__Excerpt to read__.
+===+
Circus acts! Figure skaters! Politicians seeking unlimited donations! Welcome to today’s special edition of “Why is this even legal?”

In a previous episode we looked at the California Legislature’s “spot bills,” those completely blank pieces of legislation passed by lawmakers and filled in later after backroom negotiations. What will be written on them when they finally become law? We don’t know! There are no committee hearings, debates or amendments! Why is this even legal?

Today we look at the little known practice of “behested payments.” What on Earth, you may well ask, is a behested payment?

California’s Fair Political Practices Commission explains on its website that behested payments are “contributions solicited by members of the Assembly, Senate and statewide elected officers. These payments are not considered campaign contributions or gifts, but are made at the ‘behest’ of elected officials to be used for legislative, governmental or charitable purposes.”

Anything over $5,000 has to be disclosed, but there are no limits on how much can be solicited, or donated.

The records of behested payments on the FPPC’s website begin in the late 1990s. Gov. Gray Davis raised $1.57 million for his California Inaugural Committee in 1998 with large donations from unions, trade associations, Indian tribes, aerospace companies, oil companies and many others whose fortunes could be affected by the governor’s actions.
+===+
__Stored data__.
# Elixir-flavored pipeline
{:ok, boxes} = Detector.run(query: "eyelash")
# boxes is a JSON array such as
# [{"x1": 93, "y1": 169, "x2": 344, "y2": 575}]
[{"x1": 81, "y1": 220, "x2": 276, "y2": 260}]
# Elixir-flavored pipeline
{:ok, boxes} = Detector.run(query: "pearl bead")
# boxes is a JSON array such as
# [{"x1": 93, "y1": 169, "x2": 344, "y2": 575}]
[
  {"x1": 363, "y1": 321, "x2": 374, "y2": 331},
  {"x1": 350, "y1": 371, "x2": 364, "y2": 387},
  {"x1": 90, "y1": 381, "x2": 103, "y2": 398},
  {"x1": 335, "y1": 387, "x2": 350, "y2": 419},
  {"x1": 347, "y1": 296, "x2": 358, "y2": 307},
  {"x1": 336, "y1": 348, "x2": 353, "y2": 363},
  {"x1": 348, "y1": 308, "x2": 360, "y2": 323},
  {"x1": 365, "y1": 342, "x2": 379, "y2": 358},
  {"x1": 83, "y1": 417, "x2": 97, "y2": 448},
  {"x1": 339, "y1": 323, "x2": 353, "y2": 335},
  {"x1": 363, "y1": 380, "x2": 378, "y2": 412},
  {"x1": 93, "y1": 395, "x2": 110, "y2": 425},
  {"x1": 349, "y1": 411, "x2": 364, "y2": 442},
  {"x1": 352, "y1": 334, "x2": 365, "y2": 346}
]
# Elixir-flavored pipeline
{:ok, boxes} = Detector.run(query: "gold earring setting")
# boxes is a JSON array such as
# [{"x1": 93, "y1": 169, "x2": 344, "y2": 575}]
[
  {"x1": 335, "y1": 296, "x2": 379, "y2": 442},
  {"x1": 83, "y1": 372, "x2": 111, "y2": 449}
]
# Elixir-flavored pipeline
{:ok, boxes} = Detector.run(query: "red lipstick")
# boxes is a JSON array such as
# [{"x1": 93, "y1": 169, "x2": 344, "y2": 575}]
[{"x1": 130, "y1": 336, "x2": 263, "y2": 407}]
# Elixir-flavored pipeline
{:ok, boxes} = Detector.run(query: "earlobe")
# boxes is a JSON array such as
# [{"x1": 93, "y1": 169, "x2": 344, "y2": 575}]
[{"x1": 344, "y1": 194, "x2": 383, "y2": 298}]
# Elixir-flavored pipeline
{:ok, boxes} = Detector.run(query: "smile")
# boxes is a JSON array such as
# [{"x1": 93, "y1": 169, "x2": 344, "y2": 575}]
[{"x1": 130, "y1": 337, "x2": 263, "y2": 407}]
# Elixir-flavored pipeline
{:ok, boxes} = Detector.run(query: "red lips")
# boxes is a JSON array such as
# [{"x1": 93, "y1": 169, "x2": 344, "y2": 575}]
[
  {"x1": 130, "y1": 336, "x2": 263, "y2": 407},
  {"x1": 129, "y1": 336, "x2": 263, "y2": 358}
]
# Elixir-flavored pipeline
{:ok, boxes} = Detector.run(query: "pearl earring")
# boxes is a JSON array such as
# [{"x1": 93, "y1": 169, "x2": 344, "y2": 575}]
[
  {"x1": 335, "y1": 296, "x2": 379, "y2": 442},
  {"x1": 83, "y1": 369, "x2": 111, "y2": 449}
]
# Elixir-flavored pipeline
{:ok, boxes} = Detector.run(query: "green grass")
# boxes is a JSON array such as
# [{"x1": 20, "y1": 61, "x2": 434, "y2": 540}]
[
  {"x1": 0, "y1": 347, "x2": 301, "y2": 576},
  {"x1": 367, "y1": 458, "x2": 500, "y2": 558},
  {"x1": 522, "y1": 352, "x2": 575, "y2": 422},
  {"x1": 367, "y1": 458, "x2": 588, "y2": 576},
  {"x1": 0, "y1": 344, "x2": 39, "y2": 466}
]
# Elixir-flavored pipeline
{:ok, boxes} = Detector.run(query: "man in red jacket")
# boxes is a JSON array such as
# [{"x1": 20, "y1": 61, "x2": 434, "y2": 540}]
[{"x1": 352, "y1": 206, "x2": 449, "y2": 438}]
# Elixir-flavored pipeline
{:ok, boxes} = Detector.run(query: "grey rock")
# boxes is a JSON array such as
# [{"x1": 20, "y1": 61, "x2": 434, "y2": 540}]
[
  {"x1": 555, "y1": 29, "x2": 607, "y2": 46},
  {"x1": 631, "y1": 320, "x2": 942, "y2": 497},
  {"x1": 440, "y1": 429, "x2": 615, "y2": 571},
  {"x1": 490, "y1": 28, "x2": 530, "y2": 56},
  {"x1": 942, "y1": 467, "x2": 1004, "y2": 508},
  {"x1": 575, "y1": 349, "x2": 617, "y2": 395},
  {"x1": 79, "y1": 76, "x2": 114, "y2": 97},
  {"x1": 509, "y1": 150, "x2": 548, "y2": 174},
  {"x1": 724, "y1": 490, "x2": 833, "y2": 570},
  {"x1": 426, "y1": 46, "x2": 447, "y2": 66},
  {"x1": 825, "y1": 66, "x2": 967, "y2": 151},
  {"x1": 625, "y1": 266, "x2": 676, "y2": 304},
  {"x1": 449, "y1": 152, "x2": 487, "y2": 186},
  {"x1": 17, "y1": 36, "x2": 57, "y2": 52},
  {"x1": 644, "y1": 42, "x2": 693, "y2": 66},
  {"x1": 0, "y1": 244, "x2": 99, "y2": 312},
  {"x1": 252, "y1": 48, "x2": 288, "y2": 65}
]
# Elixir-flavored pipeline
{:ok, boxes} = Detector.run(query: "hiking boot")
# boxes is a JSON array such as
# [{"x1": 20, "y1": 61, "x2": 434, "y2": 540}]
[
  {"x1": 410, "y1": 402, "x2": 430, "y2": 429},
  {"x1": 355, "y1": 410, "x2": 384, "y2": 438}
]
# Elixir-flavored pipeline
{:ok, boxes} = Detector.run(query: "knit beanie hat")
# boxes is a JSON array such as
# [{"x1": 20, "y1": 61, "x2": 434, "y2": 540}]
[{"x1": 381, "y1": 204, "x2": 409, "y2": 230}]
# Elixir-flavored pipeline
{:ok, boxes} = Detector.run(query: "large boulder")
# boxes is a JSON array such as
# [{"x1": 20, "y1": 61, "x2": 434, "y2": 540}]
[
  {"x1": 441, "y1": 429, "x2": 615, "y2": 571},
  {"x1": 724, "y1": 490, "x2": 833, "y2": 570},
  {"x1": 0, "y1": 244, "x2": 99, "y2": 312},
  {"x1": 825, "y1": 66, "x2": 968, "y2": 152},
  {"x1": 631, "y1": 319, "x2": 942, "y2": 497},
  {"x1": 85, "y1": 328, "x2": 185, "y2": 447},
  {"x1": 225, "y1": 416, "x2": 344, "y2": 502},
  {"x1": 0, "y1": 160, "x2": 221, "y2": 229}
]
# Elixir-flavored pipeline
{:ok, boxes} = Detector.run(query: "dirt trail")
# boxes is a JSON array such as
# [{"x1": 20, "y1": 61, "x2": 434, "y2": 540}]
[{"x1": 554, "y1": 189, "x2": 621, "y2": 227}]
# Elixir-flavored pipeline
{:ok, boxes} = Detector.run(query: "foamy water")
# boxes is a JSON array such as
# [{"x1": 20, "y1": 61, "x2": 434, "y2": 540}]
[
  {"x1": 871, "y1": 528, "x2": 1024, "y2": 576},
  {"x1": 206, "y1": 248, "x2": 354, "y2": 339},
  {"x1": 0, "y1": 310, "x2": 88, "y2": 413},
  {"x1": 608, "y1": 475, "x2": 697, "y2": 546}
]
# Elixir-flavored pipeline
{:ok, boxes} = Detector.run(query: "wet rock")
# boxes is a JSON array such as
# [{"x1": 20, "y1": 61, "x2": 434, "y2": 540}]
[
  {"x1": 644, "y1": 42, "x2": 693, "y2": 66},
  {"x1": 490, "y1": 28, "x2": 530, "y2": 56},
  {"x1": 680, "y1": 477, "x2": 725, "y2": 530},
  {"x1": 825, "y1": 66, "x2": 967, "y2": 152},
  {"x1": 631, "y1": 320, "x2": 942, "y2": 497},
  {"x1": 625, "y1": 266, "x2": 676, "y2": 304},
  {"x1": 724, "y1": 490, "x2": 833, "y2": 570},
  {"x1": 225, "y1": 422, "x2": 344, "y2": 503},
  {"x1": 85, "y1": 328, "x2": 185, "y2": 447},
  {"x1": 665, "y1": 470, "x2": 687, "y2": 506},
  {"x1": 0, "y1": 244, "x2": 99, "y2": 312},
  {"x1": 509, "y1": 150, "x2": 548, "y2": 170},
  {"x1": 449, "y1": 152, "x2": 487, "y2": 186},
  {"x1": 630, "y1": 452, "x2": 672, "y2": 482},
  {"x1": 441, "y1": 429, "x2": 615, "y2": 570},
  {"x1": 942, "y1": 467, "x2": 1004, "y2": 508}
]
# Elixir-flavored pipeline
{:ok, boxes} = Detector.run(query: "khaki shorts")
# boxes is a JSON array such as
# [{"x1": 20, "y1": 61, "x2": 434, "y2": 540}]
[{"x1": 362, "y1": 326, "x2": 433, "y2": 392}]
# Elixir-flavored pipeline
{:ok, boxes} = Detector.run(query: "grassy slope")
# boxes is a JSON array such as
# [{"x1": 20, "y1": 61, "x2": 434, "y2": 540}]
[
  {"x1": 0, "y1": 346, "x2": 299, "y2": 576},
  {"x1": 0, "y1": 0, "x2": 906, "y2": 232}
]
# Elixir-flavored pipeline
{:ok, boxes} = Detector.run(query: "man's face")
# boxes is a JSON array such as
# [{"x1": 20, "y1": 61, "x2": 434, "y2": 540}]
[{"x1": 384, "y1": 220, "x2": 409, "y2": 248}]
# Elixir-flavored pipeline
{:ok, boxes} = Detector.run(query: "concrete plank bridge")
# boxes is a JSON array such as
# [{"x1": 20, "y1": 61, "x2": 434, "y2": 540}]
+===+
__The problem__.
In the column on behested payments, above what amount must a behested payment be disclosed? The records are not needed for this work.

__Task solution__.
Anything over $5,000 must be disclosed.